_FRAGMENTO_
-*-*-

# Motor. Parte bobinado de arranque quemado. ¿Suprimirlo?



## patatilla (May 23, 2012)

Tengo un motor de 150 wats de una turbina de aire acondiconado.

Tiene seis bobinas dobles de arranque. 

El arranque es permanente con un condensador.

Por fallo del condensador se ha quemado una.

Si suprimo la quemada y cortocircuito sus bornes, es decir hago funcionar con once bobinas de arranque, puede funcionar mas o menos el arreglo, ¿no?.



Se trata de un motor que trabaja muy fresquito y por si acaso le pongo un interruptor centrífugo.

El A.A. tiene cincuenta años y de esto ya no hay repuesto.


----------



## DOSMETROS (May 23, 2012)

¿ Y si le rehacés esa bobina ? Porque si la eliminás las otras se van a recalentar ¿ Trabajan todas en serie no ?


----------



## patatilla (May 24, 2012)

En un segundo dudo que se calentara mucho. Ya había pensado en ponerle el interruptor centrífugo.

Pero hace un rato he estado tocando y el bobinado principal se me ha interrumpido. Lo tengo crudo con la casi nula información que hay sobre bobinados.

Gracias de todas formas.


----------



## DOSMETROS (May 24, 2012)

¿ No se puede reemplazar el motor completo por algo parecido ?

Poné fotos así lo vermos mejor


----------



## Ariel G (May 26, 2012)

-*-*-

_OBJETIVO 1_
Reproduce sin cambios la parte del fragmento que comienza con "Tiene seis bobinas" y continúa hasta "no hay repuesto.", ambas incluidas.

_FILAS MOSTRADAS_
-*-*-

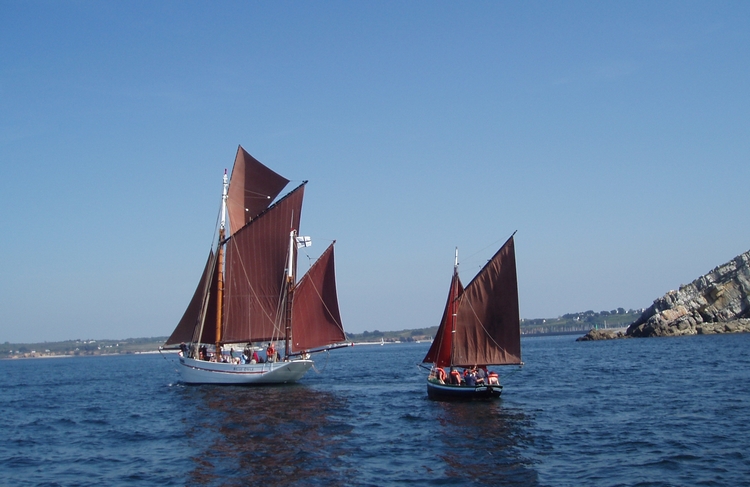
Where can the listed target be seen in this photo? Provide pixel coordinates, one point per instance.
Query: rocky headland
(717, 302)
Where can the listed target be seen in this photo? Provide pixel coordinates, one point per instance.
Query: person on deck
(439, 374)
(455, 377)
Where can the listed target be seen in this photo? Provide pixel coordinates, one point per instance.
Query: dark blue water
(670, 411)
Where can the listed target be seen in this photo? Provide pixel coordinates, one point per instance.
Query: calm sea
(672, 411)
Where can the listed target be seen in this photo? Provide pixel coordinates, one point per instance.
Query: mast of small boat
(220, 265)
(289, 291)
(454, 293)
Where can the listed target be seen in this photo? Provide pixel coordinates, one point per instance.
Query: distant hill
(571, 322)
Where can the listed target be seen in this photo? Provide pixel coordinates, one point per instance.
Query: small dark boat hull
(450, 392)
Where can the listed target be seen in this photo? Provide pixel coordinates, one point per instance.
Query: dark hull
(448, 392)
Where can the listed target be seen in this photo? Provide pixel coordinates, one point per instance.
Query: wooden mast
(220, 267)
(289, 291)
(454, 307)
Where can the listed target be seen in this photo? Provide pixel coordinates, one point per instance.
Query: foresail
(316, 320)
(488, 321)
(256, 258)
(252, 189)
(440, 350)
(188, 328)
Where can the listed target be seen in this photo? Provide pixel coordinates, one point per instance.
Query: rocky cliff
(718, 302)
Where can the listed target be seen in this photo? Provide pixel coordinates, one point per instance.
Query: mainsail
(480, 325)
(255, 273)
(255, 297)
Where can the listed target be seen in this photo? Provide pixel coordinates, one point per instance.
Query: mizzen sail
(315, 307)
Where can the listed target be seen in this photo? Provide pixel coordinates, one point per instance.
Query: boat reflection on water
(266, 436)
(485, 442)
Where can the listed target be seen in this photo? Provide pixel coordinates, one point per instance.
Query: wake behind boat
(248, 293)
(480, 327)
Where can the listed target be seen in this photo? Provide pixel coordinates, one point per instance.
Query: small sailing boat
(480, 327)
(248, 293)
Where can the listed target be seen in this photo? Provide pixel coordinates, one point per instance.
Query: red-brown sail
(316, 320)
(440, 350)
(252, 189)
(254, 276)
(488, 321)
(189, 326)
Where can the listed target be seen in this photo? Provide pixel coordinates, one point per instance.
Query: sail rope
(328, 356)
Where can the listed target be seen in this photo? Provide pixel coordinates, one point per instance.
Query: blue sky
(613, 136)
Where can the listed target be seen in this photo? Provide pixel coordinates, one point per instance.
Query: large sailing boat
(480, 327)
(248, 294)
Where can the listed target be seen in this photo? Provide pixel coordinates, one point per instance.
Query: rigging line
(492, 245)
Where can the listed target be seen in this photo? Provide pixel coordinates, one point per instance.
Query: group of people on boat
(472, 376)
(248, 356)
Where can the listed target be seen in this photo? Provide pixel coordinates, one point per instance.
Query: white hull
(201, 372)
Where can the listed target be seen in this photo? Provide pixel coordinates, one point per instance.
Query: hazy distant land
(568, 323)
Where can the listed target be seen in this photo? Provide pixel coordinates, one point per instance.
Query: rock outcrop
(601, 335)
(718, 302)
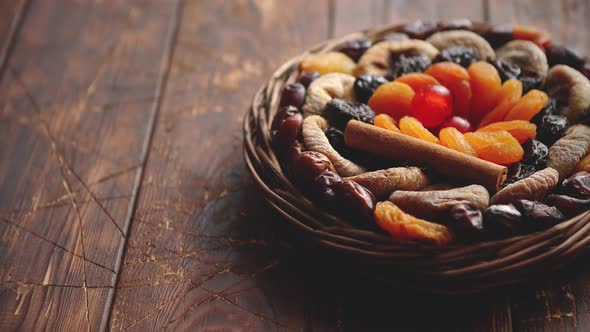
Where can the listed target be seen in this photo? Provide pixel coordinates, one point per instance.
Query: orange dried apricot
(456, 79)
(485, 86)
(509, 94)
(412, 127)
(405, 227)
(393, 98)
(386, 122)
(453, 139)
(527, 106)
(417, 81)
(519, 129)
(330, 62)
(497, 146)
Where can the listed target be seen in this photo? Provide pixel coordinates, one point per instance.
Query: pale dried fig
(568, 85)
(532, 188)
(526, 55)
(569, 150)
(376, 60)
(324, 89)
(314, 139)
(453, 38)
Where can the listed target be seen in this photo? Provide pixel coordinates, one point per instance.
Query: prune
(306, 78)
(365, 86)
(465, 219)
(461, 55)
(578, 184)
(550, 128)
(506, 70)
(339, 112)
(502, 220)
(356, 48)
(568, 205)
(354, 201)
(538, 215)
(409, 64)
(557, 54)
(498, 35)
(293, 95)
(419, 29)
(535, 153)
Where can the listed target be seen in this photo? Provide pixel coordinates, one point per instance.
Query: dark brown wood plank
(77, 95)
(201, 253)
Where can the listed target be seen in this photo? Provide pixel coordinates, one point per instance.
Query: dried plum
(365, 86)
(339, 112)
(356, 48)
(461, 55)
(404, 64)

-*-*-

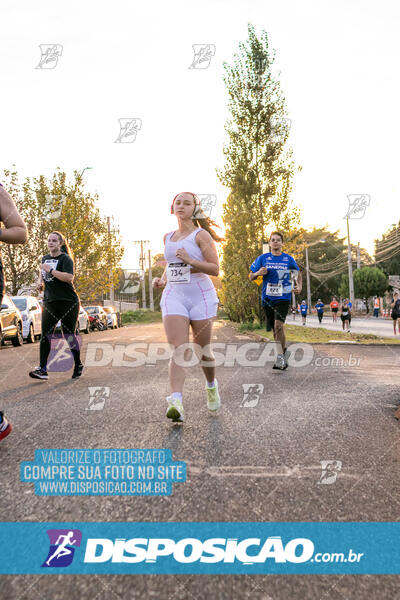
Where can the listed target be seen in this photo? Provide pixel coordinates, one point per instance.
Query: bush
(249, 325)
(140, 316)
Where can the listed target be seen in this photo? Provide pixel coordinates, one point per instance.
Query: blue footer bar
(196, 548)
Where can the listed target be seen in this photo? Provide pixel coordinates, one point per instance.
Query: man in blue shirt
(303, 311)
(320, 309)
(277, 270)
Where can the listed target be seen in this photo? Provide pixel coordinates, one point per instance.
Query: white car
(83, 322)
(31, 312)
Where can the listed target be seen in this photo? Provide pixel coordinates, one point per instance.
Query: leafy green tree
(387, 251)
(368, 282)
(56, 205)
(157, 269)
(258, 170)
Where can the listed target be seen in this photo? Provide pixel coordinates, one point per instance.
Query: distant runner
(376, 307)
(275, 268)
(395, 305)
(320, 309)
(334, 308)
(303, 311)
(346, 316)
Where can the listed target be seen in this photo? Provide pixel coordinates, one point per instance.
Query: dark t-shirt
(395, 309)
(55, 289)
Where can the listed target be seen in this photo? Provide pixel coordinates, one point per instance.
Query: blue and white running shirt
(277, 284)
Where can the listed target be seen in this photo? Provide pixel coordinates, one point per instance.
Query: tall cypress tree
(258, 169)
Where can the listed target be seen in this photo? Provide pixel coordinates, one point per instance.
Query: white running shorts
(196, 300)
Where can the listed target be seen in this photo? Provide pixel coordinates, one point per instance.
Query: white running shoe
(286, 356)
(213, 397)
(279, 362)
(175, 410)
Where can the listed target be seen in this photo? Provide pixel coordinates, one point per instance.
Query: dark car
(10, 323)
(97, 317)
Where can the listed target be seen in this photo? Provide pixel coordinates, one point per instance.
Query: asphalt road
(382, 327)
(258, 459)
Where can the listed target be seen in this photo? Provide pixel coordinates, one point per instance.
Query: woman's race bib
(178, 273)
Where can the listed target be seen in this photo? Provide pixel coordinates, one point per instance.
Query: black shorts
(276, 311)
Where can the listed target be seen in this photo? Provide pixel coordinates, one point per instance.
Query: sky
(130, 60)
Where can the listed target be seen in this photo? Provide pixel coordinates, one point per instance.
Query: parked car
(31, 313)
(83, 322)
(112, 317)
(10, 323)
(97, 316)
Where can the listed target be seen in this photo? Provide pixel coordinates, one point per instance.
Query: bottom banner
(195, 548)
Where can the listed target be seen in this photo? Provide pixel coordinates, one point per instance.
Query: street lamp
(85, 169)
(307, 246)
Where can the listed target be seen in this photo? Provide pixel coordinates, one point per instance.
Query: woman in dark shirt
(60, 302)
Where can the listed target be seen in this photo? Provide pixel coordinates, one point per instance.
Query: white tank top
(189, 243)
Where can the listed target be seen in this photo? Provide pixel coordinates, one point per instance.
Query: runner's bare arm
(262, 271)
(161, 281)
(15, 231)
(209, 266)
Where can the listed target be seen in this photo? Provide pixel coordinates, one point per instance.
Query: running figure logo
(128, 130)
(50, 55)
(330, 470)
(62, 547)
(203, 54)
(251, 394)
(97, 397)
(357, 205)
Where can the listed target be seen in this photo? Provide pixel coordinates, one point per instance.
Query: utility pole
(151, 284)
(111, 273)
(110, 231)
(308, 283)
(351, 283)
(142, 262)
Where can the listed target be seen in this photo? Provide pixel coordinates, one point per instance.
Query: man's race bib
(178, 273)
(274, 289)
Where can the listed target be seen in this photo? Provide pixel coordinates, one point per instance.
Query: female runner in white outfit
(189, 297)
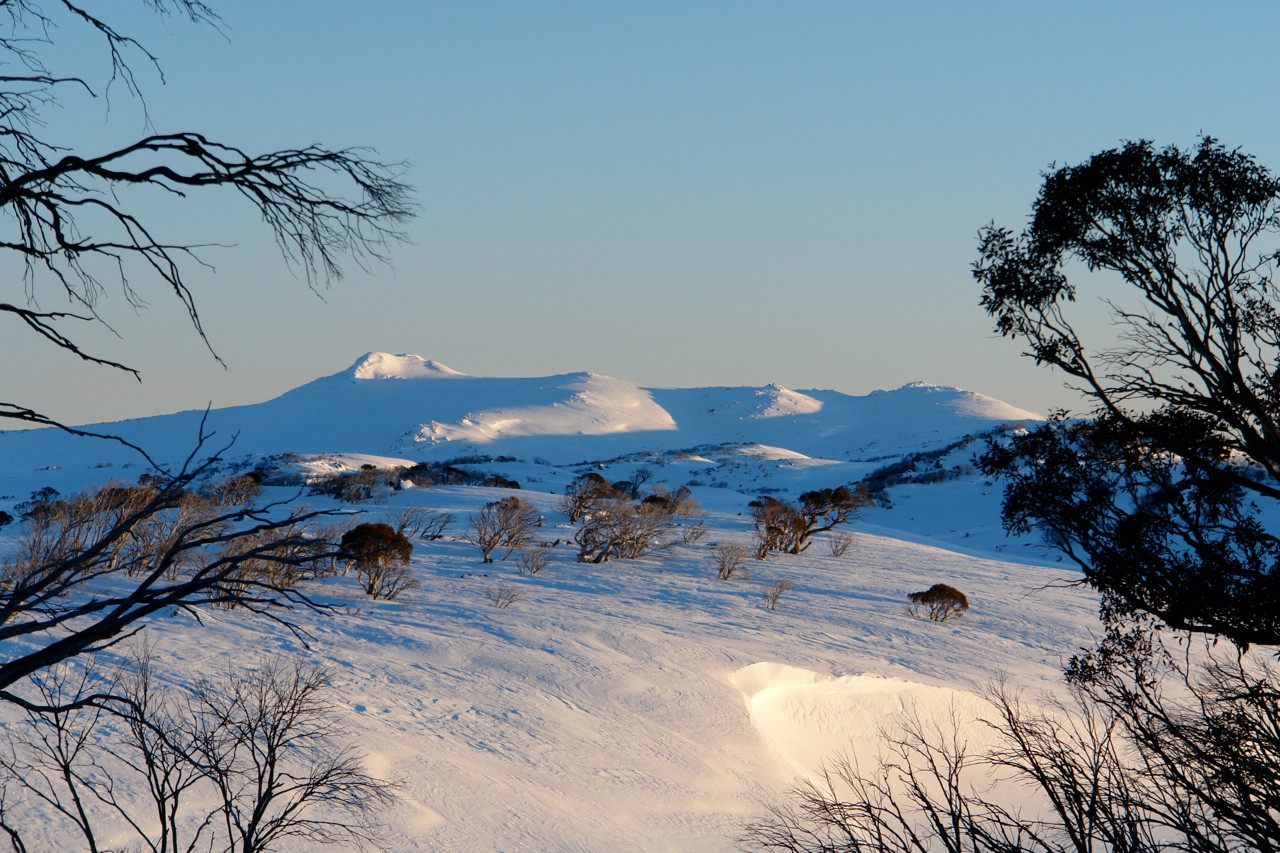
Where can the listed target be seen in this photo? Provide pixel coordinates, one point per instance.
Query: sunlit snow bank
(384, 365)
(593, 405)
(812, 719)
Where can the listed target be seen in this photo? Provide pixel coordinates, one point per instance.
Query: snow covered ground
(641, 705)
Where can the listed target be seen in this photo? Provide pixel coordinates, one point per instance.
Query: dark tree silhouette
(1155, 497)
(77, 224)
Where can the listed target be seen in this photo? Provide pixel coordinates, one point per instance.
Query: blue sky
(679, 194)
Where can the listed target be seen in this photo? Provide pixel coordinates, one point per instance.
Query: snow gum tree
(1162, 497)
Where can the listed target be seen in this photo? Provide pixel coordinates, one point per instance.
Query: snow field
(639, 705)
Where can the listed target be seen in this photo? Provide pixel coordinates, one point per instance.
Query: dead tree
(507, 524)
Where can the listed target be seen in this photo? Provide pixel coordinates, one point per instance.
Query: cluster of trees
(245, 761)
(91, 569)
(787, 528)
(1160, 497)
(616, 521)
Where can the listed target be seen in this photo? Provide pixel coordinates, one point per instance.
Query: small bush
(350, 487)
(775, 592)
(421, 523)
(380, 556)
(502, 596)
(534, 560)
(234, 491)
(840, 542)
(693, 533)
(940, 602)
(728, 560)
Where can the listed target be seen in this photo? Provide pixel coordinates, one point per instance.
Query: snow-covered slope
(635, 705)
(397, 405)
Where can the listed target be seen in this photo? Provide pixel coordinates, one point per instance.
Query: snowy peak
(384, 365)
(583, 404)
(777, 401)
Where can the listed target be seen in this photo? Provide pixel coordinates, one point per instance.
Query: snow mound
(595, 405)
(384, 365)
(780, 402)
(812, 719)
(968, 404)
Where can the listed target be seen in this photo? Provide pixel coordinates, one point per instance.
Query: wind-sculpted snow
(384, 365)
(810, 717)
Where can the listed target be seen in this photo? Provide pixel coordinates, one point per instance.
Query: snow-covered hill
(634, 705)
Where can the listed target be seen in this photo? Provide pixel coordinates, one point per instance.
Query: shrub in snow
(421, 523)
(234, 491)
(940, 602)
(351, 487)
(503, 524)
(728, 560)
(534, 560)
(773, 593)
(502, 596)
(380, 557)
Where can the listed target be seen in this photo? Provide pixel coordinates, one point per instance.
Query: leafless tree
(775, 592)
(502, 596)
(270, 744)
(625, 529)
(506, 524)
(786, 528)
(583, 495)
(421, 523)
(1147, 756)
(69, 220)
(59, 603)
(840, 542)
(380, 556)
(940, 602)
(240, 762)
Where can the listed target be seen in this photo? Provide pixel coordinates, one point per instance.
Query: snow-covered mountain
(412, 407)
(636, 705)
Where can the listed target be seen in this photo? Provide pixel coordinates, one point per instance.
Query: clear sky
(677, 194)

-*-*-

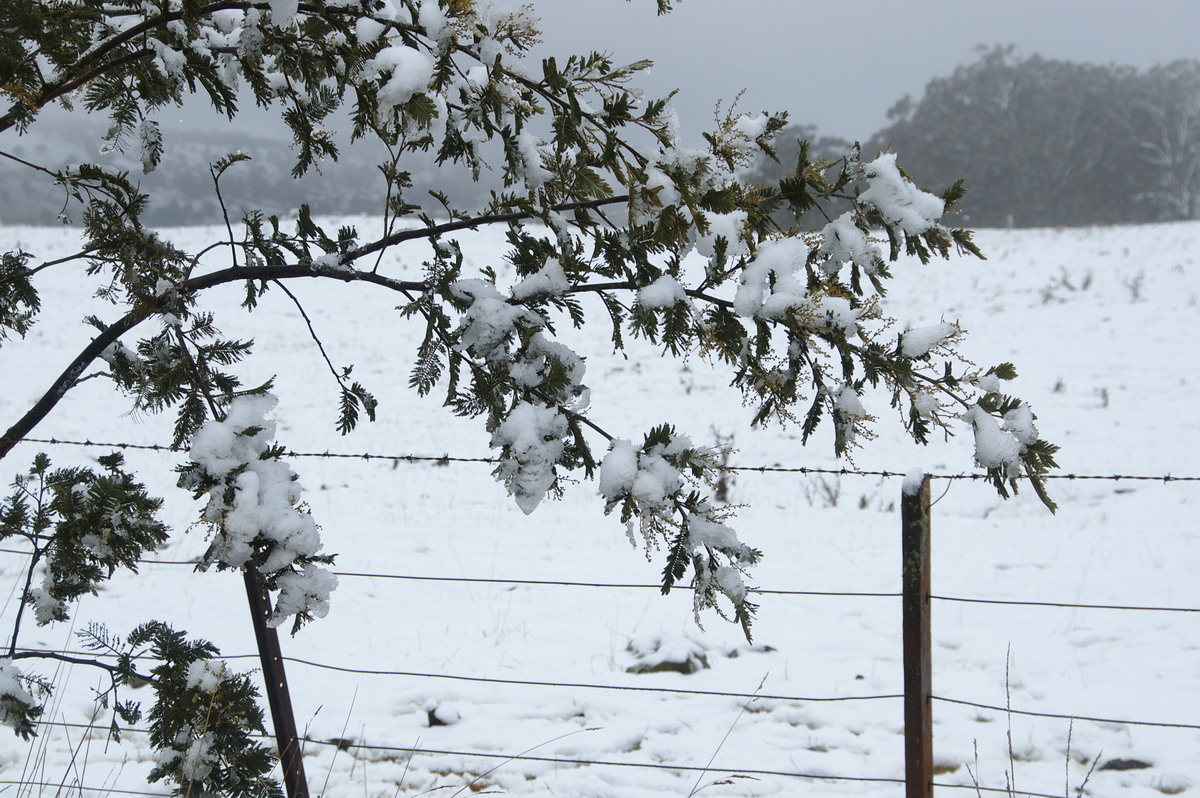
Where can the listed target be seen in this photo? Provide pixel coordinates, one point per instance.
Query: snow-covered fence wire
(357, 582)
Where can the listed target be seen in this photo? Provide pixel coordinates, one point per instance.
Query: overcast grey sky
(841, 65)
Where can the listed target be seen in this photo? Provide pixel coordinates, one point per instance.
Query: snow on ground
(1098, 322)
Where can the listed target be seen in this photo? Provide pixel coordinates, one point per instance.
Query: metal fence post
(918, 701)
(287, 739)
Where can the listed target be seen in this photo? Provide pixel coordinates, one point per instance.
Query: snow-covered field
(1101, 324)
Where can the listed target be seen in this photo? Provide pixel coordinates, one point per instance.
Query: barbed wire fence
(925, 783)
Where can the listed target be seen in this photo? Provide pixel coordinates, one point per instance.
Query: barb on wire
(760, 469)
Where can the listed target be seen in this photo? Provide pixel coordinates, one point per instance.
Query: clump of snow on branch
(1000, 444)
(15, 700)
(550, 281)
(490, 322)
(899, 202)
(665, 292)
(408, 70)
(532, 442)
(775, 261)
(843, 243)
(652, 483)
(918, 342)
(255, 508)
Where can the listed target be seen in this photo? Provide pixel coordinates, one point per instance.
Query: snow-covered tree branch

-*-*-

_OBJETIVO 2_
Extrae, por favor, cada línea de las filas que contenga la palabra "water", distinguiendo entre mayúsculas y minúsculas.

_SOLUCIÓN ESCRITA 1_
Tiene seis bobinas dobles de arranque. 

El arranque es permanente con un condensador.

Por fallo del condensador se ha quemado una.

Si suprimo la quemada y cortocircuito sus bornes, es decir hago funcionar con once bobinas de arranque, puede funcionar mas o menos el arreglo, ¿no?.



Se trata de un motor que trabaja muy fresquito y por si acaso le pongo un interruptor centrífugo.

El A.A. tiene cincuenta años y de esto ya no hay repuesto.

_SOLUCIÓN ESCRITA 2_
Query: dark blue water
Query: boat reflection on water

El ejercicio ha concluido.